• [WHAT TO DO]
Copy the records out again in full, keeping them identical.

(Source data)
-- Opening Marker --
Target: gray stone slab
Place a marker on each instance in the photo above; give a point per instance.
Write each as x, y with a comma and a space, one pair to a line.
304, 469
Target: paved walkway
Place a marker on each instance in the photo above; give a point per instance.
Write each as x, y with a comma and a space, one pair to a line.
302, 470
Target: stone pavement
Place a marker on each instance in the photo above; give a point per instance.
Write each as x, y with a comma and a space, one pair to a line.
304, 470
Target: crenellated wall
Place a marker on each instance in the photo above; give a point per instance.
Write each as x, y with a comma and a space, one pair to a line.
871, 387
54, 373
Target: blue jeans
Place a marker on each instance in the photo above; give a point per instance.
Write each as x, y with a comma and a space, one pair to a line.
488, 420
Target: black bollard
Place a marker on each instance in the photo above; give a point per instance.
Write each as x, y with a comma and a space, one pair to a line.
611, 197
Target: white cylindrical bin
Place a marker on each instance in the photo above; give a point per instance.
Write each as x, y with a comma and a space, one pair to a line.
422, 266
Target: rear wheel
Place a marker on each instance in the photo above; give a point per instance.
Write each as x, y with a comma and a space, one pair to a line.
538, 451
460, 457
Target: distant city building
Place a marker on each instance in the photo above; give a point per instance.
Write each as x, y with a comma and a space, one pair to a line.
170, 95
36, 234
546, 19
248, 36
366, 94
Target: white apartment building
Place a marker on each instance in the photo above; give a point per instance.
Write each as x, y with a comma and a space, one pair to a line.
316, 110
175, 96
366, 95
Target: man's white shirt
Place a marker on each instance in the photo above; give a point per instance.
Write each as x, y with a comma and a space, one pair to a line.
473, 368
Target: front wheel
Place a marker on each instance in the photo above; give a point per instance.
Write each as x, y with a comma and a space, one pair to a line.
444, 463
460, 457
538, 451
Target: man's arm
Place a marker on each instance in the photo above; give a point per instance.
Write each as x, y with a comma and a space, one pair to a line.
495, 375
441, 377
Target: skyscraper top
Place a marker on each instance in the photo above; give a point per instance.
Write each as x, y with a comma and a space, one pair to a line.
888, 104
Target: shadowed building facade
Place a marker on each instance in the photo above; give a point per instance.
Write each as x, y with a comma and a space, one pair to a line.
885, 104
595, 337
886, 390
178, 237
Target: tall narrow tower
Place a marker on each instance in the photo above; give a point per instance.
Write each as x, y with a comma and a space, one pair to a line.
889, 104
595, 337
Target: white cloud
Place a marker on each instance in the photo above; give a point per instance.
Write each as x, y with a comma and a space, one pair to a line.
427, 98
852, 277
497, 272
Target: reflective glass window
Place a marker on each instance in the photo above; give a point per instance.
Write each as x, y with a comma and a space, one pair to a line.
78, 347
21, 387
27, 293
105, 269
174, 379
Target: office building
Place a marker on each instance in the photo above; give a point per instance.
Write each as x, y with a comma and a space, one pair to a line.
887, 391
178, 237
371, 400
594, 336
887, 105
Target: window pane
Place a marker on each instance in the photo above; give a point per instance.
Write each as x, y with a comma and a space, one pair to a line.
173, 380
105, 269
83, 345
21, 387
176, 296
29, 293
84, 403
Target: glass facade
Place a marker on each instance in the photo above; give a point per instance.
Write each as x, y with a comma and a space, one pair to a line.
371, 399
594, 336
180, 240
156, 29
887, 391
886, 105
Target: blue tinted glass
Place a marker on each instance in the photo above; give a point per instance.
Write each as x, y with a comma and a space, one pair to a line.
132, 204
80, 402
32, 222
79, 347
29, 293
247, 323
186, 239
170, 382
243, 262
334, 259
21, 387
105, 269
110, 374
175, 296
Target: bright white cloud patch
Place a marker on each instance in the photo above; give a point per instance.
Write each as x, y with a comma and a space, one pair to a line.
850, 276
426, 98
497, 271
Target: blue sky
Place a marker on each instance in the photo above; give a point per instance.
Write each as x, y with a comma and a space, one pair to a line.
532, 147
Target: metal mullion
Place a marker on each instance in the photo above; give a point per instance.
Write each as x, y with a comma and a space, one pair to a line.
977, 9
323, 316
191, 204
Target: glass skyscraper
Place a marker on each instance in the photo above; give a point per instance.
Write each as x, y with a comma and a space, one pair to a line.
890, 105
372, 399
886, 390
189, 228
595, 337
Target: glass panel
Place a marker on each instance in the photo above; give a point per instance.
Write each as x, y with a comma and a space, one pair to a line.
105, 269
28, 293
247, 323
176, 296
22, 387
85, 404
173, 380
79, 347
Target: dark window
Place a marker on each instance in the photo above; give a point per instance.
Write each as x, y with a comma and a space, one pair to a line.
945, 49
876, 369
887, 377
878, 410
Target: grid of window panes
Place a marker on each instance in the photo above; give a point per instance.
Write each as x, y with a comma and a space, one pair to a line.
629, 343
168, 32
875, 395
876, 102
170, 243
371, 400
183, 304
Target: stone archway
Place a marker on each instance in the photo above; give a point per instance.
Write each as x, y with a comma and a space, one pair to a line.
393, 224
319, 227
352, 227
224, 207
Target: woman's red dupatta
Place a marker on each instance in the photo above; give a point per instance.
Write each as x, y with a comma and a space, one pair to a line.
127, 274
-- Closing Marker --
• [RESPONSE TO THIS EXERCISE]
Target: gray stone slab
Place a marker on each instance in the photo above; give a point per instance.
Write each as x, y with a comma and a space, one pair to a line.
304, 469
Target: paved walkway
Place a marker on each instance in the photo above; give a point per instance.
Write each as x, y with a comma and a space, one pair to a line.
302, 470
Target: stone pavement
Place a marker on each instance in the photo above; give a point per instance.
Write each as x, y with a comma and a space, one pair to a line.
304, 470
Target: crenellated wall
Place a marker on each instance in the photo above; give a point per instance.
Write each as x, y with a comma and a space, one pair to a line.
871, 387
54, 373
Target: blue jeans
Place a marker on each instance in the photo above; give a point per instance.
Write each as x, y with a comma and a space, one pair to a line.
488, 420
Target: black bollard
Place a marker on each instance in the photo above; give a point per instance.
Write each as x, y with a comma and a space, one pair to a line.
611, 197
Target: white cylindrical bin
Place a marker on each instance in the photo above; give a point per instance.
Write each as x, y with a comma and a space, one pair to a line.
422, 266
Target: rear wheel
Place a marker on each instance in the photo above; give a point per instance.
Write each as x, y with a comma and a space, one pair to a line.
538, 451
460, 457
Target: distant city building
Place a marker on each instance in the photo above; give a point per instance.
Write each as x, y with a comma and a space, one pair to a line.
170, 95
36, 234
546, 19
248, 36
366, 94
Target: white apartment building
Place a marker on each instance in the photo above; give a point per instance.
Write each as x, y with a comma and a space, one pair to a line.
316, 110
175, 96
366, 95
Target: man's white shirt
Place a marker on each instance in the photo above; give a point per instance.
Write each as x, y with a comma and a space, one pair to a line.
473, 368
Target: front wheel
Place a marker on each instance in the photo above; give a point per instance.
Write each as x, y with a comma and a space, one pair to a line.
444, 463
460, 457
538, 451
Target: man's arm
Place a marker on each instance in the photo above; give a point per instance.
Write each as x, y with a comma and a space, one pair to a line.
495, 375
441, 377
Target: skyscraper top
Place a marker on each instance in the photo above; give a point per instance.
Write each as x, y with a comma and a space, one pair to a line.
888, 104
Target: shadowed building facade
Place a marker on each instance in the photo above; give a point per instance.
Write each as x, y with a comma and a space, one pair to a line.
885, 104
595, 337
886, 390
178, 237
Target: tall narrow tower
Place a marker on each instance in the photo above; give a point per instance.
Write each as x, y with a comma and a space, one pair to a line.
889, 104
595, 337
Target: white cloud
Place a marker on each instance in the photo above; give a point per instance.
Write each as x, y with a comma and a space, one pair to a line.
427, 98
852, 277
497, 272
Target: reflective glass window
Place a marker on each instance in the photo above; give a point per instance.
Write each as x, y with a comma and a space, one pair to a line.
78, 347
21, 387
27, 293
105, 269
174, 379
Target: office building
Place a marker on each instance in the photo above; give a point per instance.
Write each as x, y with a comma and a space, one pair to a line.
887, 391
178, 237
371, 400
594, 336
887, 105
Target: window pane
Place a marker on each instance in the photo above; give a point per instance.
Write each as x, y with a comma and a space, one pair to a line.
173, 380
105, 269
83, 345
21, 387
176, 296
29, 293
84, 403
Target: glass facade
Place a marker on each instance in the photo above; give a point per instance.
Write each as x, y with a comma and a space, one pair to a line.
371, 399
594, 336
180, 240
156, 29
887, 391
886, 105
Target: blue tinted glass
Place a marker on each instance in the photo above; give a point per instance.
Write each as x, y with a comma and a space, one pair to a line.
132, 204
80, 402
32, 222
79, 347
29, 293
247, 323
186, 239
170, 382
243, 262
334, 259
21, 387
105, 269
110, 374
175, 296
Target: bright white cloud patch
Place a marker on each instance in the photo above; give a point per instance.
Write each as x, y with a comma and a space, one pair to a line.
850, 276
426, 98
497, 271
Target: blue sky
Place a marker on each instance in the photo above; give a point per instance.
Write each as x, y with a comma and a space, one pair to a line.
532, 147
Target: metal mullion
Place a marker on each instance in the photo above; give a point per instance.
Write each as x, y with a comma and a space, one pair to a line.
977, 9
323, 316
191, 204
Target: glass skyscraper
Place a marker on each instance in the photo above; give a point per instance.
Write each as x, y with a comma and a space, one pair to a line.
890, 105
372, 399
886, 390
189, 228
595, 337
Target: glass panel
Place a marker on each instance in the photo above; give a point per instance.
Write each as x, y with a comma and a space, one pair to a line.
105, 269
28, 293
247, 323
176, 296
22, 387
85, 404
173, 380
79, 347
Target: dark window
Place a marker on each instance in the photo above; give a point per instance.
Write each as x, y with a comma and a space, one pair to a line.
945, 49
876, 369
887, 377
878, 410
Target: grid of window panes
Place a marker on each instance in the photo above; give a point per instance.
Write each as x, y with a comma and a space, one pair to a line.
629, 343
168, 32
875, 395
876, 102
170, 243
371, 400
183, 304
Target: stone archway
Place a marker on each instance in the photo above; give a point per instance.
Write each as x, y with a comma and a space, one pair to a line.
393, 224
319, 227
352, 227
224, 207
Target: woman's red dupatta
Place a marker on each instance in the photo above; give a point per instance.
Write each as x, y with a comma and a space, one pair to a line.
127, 274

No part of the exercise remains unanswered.